Pointing dataset lines
****************

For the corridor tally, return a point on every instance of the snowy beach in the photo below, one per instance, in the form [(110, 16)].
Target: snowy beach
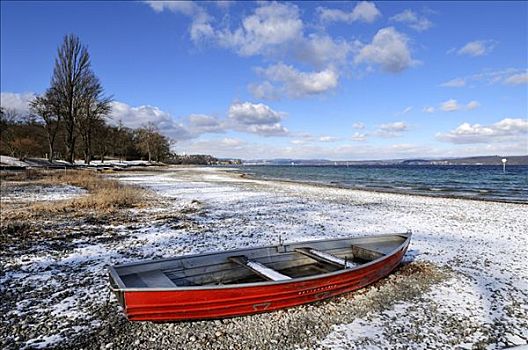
[(56, 293)]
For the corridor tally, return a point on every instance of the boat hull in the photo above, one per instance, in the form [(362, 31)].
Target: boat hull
[(238, 300)]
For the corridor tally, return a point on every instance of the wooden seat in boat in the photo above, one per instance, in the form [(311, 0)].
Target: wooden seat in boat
[(365, 253), (156, 278), (258, 268), (326, 257)]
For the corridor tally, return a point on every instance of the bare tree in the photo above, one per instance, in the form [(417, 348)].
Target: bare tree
[(71, 77), (146, 139), (48, 108), (94, 108)]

****************

§ PROBLEM TO SOLVE: Copy out the lines from the one containing "form [(311, 0)]." through the final line, including both.

§ THE REPLY:
For the corridor tally, return a point on every instance of the wooden seat in boat in the photo above, one per instance, in the form [(311, 0)].
Target: wooden seat in boat
[(365, 253), (156, 278), (258, 268), (326, 257)]
For the corridor tally, return a point on every instance of the bare tree in the photo above, one per instance, in the form [(417, 348)].
Target: bare tree
[(71, 77), (146, 139), (48, 108), (94, 108)]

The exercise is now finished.